* [Work task] Please count how many of the lines below contain the string "available", treating uppercase and lowercase as different. Reply with the number alone.

-------- Study material --------

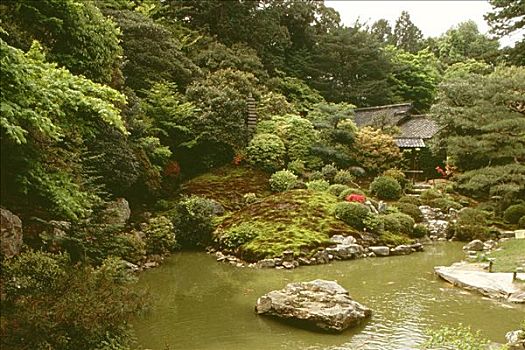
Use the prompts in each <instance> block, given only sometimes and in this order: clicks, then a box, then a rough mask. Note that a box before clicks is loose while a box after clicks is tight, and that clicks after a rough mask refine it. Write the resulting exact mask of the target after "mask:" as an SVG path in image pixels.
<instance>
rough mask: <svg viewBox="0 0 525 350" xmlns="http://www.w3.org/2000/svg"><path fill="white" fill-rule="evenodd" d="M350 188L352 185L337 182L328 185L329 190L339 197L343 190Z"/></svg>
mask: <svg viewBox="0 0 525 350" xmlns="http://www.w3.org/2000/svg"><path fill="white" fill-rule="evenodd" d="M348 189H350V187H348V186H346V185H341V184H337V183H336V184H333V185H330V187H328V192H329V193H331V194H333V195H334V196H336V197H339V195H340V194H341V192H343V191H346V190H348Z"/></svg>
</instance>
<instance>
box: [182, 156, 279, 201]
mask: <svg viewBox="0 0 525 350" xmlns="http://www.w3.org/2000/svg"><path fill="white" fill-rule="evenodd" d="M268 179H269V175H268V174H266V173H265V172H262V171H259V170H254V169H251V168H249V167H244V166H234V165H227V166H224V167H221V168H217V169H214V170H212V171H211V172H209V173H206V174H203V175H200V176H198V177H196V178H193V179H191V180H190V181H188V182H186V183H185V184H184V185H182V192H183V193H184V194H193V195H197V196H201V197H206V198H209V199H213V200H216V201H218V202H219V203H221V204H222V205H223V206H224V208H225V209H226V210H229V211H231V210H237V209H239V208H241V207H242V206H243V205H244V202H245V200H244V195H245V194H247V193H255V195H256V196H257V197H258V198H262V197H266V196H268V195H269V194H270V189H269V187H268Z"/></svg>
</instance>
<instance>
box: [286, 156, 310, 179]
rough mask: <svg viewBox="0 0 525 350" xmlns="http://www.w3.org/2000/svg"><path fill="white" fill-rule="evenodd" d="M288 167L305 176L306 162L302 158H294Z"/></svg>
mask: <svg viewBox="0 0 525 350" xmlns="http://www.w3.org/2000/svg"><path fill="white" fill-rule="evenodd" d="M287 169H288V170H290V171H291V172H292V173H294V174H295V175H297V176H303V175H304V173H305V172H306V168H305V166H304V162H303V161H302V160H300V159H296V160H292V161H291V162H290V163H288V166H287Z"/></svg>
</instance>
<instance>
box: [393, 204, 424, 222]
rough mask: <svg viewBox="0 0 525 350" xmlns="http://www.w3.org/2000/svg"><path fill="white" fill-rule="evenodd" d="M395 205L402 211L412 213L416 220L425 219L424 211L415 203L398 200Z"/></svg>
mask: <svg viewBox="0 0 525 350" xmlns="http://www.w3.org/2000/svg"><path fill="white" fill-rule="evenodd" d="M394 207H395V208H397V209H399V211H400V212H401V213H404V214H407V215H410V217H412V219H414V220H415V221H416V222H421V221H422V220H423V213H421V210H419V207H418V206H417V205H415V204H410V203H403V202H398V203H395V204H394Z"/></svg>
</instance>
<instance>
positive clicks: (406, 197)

--------
-------- Study material --------

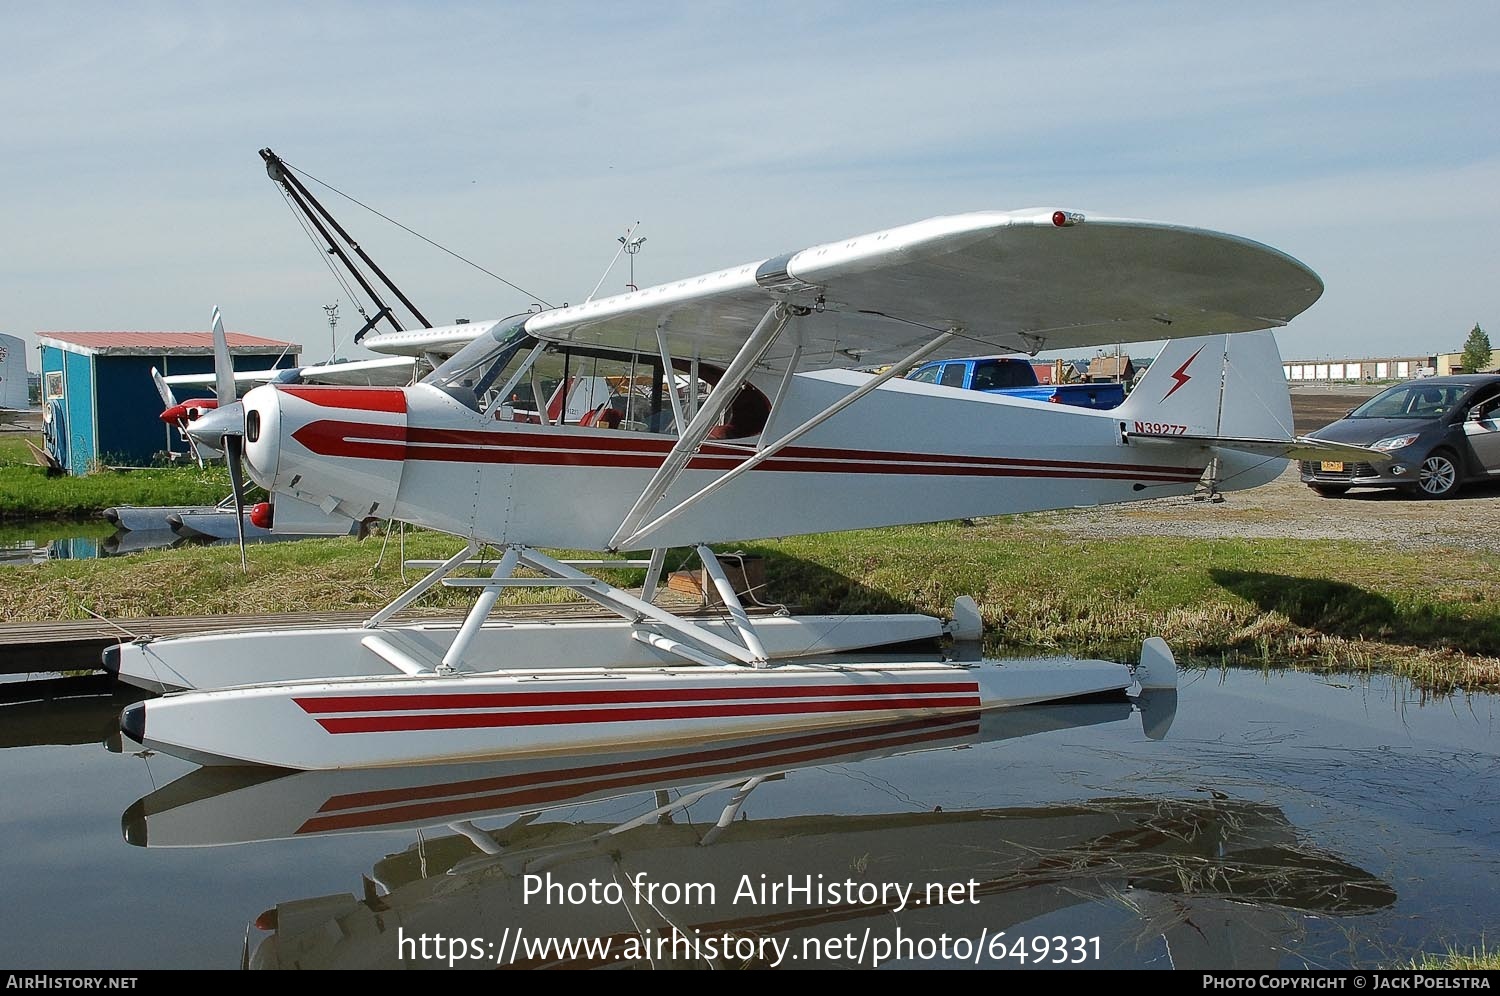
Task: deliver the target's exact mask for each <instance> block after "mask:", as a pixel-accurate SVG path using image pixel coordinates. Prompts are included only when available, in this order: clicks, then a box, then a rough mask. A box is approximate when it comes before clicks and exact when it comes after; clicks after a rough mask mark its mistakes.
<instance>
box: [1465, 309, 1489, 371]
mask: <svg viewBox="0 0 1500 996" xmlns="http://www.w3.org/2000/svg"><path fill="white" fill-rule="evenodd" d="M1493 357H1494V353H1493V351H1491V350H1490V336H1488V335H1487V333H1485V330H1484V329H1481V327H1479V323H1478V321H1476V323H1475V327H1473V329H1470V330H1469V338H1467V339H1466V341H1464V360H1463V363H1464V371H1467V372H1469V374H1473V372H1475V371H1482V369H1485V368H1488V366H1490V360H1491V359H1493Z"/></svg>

--------

* [Output of the exercise] 1